-- start of Exercise material --
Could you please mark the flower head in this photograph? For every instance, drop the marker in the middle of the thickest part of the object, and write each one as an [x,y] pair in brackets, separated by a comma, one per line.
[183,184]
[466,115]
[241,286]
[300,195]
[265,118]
-- end of Exercise material --
• _Do this_: Express the listing above as a two-column CSV headed text and answer, with one row per block. Put each block's text and its answer each in a single quoted field, with line breaks replaced by spaces.

• _Task output_:
text,answer
"Could you please mark the flower head in this photograph? For every instance, drop the marker in the middle of the thickest part of the object, and write each one as an [x,y] pair in brackets, separated by a comma, one per line.","[183,184] [466,115] [241,286] [300,195] [265,118]"